▶ [Travail demandé]:
**1)** D'après l'extrait sur la pollution lumineuse, quelle part des espèces est partiellement ou exclusivement nocturne ?
**2)** Dans l'extrait sur la pollution lumineuse, recopiez le passage qui commence par « L’éclairage artificiel nuit » et va jusqu'à « pour l’avifaune nord-américaine. », en substituant « immeubles » à « buildings ».
**3)** Poursuivez l'extrait sur la pollution lumineuse et la biodiversité à partir de l'endroit où il s'arrête.

Une nuisance pour la biodiversité

La biodiversité souffre également de ces perturbations artificielles. Un phénomène inquiétant, puisque plus de 70 % des espèces sont partiellement ou exclusivement nocturnes ! Les sources lumineuses attirent les animaux à « phototaxie positive » (attraction irrésistible vers la lumière). Pris au piège, il finissent par mourir d’épuisement. C’est le cas de nombreux insectes nocturnes. Certaines espèces de Chiroptères y tirent potentiellement avantage, comme les Pipistrelles chassant le long des lampadaires. Le Grand Rhinolophe, espèce en régression, chasse dans l’obscurité totale alors que ses proies habituelles, les papillons de nuit, s’agglutinent autour des sources lumineuses. Les insectes nocturnes, et notamment les Hétérocères, sont des pollinisateurs importants. Par conséquent, l’éclairage artificiel nocturne contrarie aussi leur rôle de pollinisateur.

L’éclairage artificiel nuit également aux oiseaux migrateurs. En effet, ces derniers se repèrent aussi bien au champ magnétique terrestre qu’à la position des étoiles. Les lumières urbaines troublent la perception des migrateurs, qui perdent leur cap. C’est le cas des vols désorientés d’oiseaux dans les faisceaux commémoratifs des Twin Towers à New York. Ou bien encore des collisions contre les vitres de grands buildings, cause principale de mortalité directe pour l’avifaune nord-américaine.

Enfin, la pollution lumineuse a aussi des effets négatifs sur la santé humaine : elle perturbe les rythmes circadiens pouvant entraîner fatigue, troubles du comportement, perturbations hormonales… Paradoxalement, dans une société qui promeut de plus en plus l’exposition permanente aux sources lumineuses artificielles comme un modèle de consommation, les prestations de bien-être telles que la luminothérapie ne se sont jamais aussi bien porté !

Vers l’instauration d’une trame noire ?

Entrées de données enregistrées:
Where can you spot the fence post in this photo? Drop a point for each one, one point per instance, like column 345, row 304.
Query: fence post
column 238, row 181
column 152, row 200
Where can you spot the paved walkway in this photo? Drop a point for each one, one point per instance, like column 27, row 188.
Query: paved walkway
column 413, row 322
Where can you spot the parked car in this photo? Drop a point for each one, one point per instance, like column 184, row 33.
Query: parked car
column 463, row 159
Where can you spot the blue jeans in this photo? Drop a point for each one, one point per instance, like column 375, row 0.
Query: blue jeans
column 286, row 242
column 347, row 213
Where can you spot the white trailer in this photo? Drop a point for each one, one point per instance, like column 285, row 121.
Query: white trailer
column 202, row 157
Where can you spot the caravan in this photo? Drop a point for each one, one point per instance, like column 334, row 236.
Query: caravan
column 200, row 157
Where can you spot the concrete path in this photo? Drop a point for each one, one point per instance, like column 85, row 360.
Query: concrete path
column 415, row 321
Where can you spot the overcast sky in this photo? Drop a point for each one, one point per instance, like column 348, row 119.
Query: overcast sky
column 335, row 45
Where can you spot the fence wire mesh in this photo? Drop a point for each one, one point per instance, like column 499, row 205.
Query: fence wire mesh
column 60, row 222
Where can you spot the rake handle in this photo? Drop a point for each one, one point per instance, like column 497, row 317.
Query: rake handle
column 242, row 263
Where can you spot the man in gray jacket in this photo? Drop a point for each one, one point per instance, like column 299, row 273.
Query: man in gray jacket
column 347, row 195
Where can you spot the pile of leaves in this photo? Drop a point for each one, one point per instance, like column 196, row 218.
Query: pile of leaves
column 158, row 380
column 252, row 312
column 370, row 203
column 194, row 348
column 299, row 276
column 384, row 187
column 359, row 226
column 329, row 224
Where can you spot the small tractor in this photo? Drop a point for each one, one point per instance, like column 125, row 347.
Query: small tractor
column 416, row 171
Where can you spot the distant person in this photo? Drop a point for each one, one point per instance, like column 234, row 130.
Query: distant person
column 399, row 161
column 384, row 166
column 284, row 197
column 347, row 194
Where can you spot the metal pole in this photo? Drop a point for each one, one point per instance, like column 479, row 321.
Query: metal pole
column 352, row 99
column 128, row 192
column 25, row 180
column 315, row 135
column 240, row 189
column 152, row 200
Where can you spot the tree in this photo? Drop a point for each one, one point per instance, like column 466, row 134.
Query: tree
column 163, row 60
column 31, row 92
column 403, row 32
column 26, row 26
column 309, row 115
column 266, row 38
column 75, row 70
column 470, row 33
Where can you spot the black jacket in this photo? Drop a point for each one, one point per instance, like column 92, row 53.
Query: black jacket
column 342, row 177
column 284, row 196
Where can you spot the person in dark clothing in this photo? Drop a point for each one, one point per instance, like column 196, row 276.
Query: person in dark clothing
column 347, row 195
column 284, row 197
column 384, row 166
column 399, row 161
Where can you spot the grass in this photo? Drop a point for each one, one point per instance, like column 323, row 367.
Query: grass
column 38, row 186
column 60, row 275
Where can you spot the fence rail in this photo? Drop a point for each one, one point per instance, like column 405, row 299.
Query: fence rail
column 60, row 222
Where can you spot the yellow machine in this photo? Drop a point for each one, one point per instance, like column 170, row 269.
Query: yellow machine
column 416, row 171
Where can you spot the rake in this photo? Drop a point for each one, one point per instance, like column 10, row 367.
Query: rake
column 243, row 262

▶ [Réponses]:
**1)** Plus de 70 % des espèces.

**2)**
L’éclairage artificiel nuit également aux oiseaux migrateurs. En effet, ces derniers se repèrent aussi bien au champ magnétique terrestre qu’à la position des étoiles. Les lumières urbaines troublent la perception des migrateurs, qui perdent leur cap. C’est le cas des vols désorientés d’oiseaux dans les faisceaux commémoratifs des Twin Towers à New York. Ou bien encore des collisions contre les vitres de grands immeubles, cause principale de mortalité directe pour l’avifaune nord-américaine.

**3)**
Face à ce phénomène de pollution lumineuse, une politique inspirée de la Trame Verte et Bleue est apparue. Il s’agit de la trame noire, dont l’objectif est de limiter la dégradation et la fragmentation des habitats dues à l’éclairage artificiel. Pour se faire, la trame noire s’appuie sur un réseau écologique formé de réservoirs et de corridors propices à la biodiversité nocturne. Le Parc national des Pyrénées prend ainsi la question au sérieux depuis 2015. La nuit y est désormais protégée en tant que patrimoine naturel et culturée, mais aussi reconnue comme exceptionnellement pure. Elle porte le label de Réserve internationale de ciel étoilé (RICE).

Dédiée à la protection de nos nuits, la RICE est également la source d’un développement local. Désormais, le territoire du PNR des Pyrénéennes ariégeoises prend en considération, en plus de la TVB, la notion de trame noire afin d’inclure l’impact de la pollution lumineuse dans la continuité des écosystèmes.

La trame noire se cale sur un travail de cartographie de la pollution lumineuse et sur la sensibilité de deux familles de Chiroptères : les Vespertilionidés et les Rhinolophidés. Leur seuil de sensibilité s’évalue à 21,3 mag/arc.sec². Les réservoirs de biodiversité se départagent ainsi en trois catégories autour de cette valeur. Il est possible ainsi de leur attribuer une note de qualité vis à vis de leur irradiance lumineuse. Grâce à cette méthode, il est ainsi possible de travailler en concertation avec les communes sur la réduction l’éclairage artificiel.

A l’avenir, la présence de Chiroptères peut représenter un élément de concertation essentiel pour la mise en place de trames noires. En parallèle, un travail de médiation vise à communiquer auprès des usagers et riverains. La grande majorité des personnes interrogées s’accordent sur les effets néfastes de l’absence de nuit sur la faune nocturne. Mais les élus restent encore frileux au déploiement d’une politique de trame noire. Point encourageant, l’image de la chauve-souris s’améliore auprès de de nos concitoyens. En effet, de plus en plus de riverains sont sensibles à leur rôle d’auxiliaire biologique. Une note d’espoir en cette décennie de régression de la biodiversité.